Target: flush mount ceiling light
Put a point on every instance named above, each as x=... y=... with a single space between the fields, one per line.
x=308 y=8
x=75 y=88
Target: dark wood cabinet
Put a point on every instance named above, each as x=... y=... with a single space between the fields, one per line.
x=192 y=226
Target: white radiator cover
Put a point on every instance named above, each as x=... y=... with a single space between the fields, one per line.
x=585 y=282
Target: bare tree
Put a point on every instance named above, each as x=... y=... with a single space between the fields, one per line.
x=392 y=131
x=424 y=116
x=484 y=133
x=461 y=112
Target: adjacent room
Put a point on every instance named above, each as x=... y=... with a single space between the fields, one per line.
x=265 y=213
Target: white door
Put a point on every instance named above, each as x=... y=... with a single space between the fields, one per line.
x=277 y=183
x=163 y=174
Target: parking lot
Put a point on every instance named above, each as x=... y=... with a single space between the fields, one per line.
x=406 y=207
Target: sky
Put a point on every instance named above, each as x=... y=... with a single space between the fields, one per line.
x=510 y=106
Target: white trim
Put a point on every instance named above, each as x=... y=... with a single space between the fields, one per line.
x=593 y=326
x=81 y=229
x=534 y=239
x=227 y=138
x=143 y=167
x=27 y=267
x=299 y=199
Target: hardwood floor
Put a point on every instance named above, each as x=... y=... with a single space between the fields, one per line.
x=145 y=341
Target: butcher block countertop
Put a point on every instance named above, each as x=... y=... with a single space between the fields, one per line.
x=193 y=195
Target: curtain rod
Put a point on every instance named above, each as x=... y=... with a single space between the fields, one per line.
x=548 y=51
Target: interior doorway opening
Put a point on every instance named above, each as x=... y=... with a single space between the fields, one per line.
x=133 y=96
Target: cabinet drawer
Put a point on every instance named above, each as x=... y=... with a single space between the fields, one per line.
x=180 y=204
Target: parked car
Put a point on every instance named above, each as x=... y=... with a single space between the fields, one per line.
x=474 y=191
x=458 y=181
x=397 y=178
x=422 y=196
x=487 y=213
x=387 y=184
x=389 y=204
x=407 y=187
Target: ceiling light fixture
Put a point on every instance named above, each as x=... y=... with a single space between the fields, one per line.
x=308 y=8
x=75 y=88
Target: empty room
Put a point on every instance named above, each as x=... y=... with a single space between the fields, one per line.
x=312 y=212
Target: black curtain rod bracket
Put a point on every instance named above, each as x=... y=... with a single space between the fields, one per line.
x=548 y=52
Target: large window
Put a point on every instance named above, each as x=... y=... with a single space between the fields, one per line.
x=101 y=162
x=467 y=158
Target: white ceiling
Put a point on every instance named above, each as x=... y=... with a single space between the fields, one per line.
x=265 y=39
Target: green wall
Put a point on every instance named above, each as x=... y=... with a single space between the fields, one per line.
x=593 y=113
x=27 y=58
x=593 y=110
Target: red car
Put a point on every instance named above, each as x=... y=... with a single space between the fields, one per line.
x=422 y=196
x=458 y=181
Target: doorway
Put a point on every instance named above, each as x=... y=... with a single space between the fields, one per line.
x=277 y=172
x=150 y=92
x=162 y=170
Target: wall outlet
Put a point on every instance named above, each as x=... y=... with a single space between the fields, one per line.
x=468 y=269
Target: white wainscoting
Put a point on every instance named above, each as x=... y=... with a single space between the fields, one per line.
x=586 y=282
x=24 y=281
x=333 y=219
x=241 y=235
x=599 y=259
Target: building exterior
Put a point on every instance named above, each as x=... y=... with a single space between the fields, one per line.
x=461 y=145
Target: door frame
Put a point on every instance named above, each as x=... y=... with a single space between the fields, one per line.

* _Exercise directions_
Wherever the word "curtain" appears in the listing above, copy that line.

* _Your solution_
Target: curtain rod
Target: black curtain rod bracket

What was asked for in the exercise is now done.